Work to complete:
Gather every line of the records that contains the string "person", treating uppercase and lowercase as different.

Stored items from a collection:
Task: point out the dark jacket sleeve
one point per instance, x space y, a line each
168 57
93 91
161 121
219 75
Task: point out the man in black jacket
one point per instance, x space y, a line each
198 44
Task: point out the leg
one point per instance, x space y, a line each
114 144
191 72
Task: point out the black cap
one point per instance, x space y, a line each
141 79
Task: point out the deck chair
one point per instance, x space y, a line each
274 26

* * *

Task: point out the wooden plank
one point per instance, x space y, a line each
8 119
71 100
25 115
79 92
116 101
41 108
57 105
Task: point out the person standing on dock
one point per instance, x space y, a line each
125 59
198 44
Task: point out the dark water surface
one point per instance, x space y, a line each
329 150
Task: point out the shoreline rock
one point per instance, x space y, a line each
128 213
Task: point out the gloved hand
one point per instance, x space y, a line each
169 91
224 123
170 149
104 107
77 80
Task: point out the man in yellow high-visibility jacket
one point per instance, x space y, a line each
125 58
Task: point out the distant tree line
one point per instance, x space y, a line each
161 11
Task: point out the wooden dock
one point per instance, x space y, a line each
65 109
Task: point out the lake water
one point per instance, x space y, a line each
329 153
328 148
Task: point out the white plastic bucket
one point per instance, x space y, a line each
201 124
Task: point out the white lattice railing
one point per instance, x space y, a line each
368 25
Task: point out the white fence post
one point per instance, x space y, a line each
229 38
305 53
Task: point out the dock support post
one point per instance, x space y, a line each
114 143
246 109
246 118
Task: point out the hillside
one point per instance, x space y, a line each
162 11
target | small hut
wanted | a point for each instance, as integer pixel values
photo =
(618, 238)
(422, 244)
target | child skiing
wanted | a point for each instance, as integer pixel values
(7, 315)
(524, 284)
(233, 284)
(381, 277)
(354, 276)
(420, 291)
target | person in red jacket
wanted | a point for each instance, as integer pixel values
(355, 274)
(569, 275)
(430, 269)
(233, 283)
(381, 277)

---

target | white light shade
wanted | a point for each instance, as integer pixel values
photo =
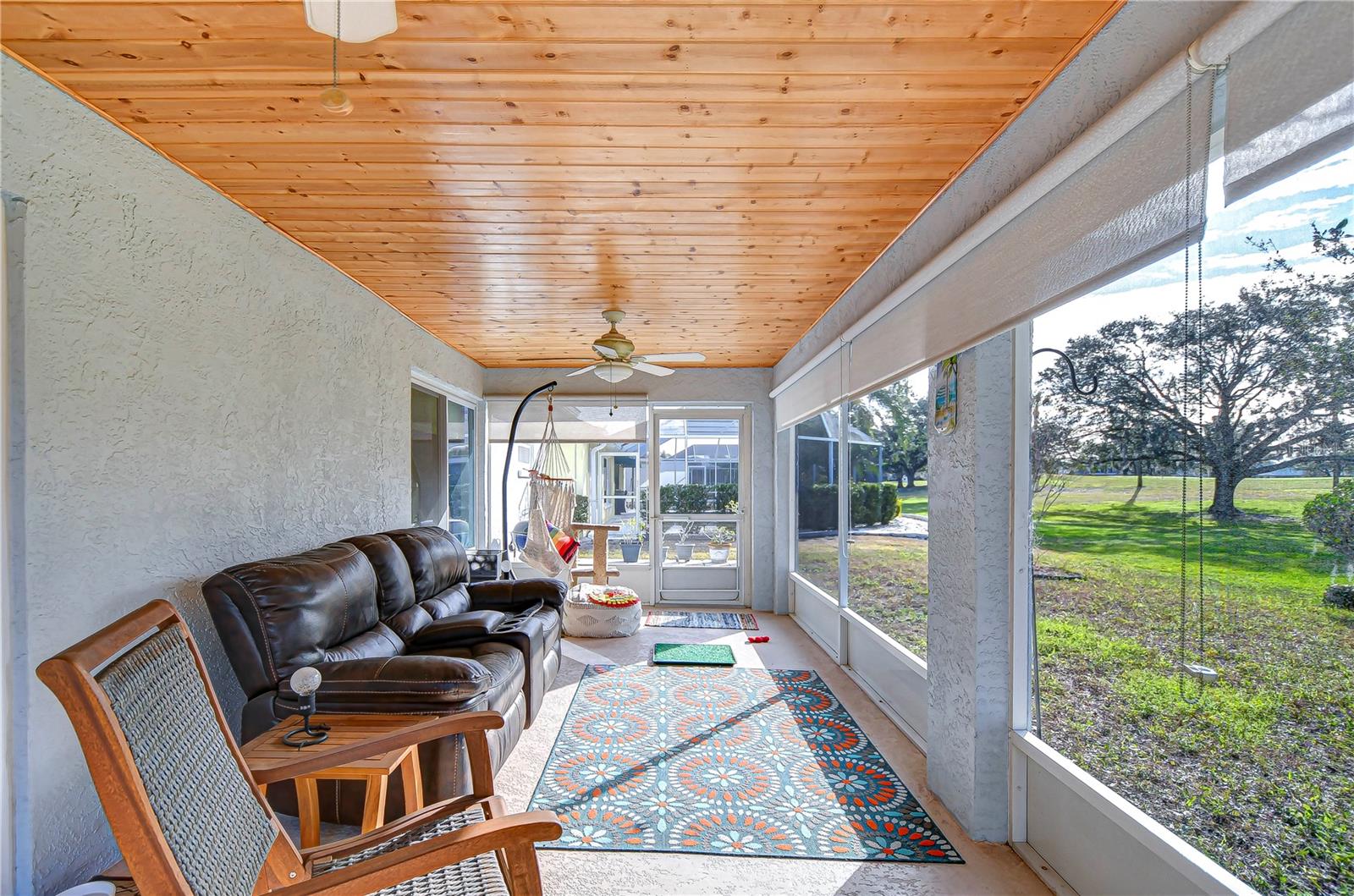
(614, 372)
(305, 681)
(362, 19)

Exercise output:
Task: point out the person standing on dock
target | person in red jacket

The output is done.